_TEXT PASSAGE_

------------------------------------------------

Discovering algorithms

Although Cannon is now a distinguished student in the Algorithms, Combinatorics, and Optimization (ACO) doctoral program, she first discovered theoretical computer science in her sophomore year at Tufts University. The math major was getting a minor in CS when she took an algorithms class and excelled. After the semester, her professor asked her to join a computational geometry research project focusing on graph orientations. The experience pushed her to pursue a career in computer science, leaving Tufts with an acceptance to ACO.

But before the New Hampshire native moved South, she spent a year earning her master’s in Mathematics and the Foundations of Computer Science at the University of Oxford. The experience led her to refocus specifically on algorithms when she arrived at Tech in the fall of 2013.

Cannon studies the mathematical foundations of Markov chains for discrete geometry problems, specifically with applications in statistical physics and distributed computing. Markov chains are algorithms used for generating random samples.

------------------------------------------------

_DATA EXTRACT_
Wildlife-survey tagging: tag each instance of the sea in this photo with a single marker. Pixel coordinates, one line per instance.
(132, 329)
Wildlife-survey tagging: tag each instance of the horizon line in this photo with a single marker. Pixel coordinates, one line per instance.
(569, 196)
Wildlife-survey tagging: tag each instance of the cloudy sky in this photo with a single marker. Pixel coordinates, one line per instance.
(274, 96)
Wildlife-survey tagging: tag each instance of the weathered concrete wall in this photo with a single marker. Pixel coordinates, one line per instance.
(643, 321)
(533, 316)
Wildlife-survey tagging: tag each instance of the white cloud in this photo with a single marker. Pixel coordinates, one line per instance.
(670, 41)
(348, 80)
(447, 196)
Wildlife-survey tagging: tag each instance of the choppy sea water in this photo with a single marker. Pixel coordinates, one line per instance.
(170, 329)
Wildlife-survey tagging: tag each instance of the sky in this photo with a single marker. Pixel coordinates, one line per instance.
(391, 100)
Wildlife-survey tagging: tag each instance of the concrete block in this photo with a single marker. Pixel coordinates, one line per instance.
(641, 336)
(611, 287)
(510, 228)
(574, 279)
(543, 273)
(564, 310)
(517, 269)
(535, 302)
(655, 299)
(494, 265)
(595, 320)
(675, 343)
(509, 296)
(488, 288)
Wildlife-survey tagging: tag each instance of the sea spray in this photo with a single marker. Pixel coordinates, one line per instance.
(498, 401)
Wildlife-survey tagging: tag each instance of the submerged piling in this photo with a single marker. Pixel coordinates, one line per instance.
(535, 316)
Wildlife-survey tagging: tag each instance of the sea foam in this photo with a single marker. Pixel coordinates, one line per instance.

------------------------------------------------

_EXERCISE INSTRUCTIONS_
Using the passage on discovering algorithms, decide whether each of the following statements agrees with it, answering yes or no and quoting the words that decide it. (a) Cannon first encountered theoretical computer science as a sophomore at Tufts University. (b) Cannon completed her master's degree at Oxford after arriving at Tech. (c) Markov chains are algorithms used for generating random samples.

_EXERCISE RESPONSE_
(a) Yes: "she first discovered theoretical computer science in her sophomore year at Tufts University"
(b) No: "before the New Hampshire native moved South, she spent a year earning her master’s in Mathematics and the Foundations of Computer Science at the University of Oxford"
(c) Yes: "Markov chains are algorithms used for generating random samples"